Provided entries below:

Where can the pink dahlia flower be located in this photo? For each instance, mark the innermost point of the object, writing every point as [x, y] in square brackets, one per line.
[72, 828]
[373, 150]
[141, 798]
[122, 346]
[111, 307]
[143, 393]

End of Provided entries.

**Description of the task**
Quote the data in full, keeping each word unchanged.

**Answer for this exercise**
Where can the pink dahlia flower be located in this photo? For each instance, mark the innermost point of the object, writing every point as [x, y] in square brackets, one per line.
[72, 828]
[373, 150]
[141, 798]
[122, 346]
[111, 307]
[143, 393]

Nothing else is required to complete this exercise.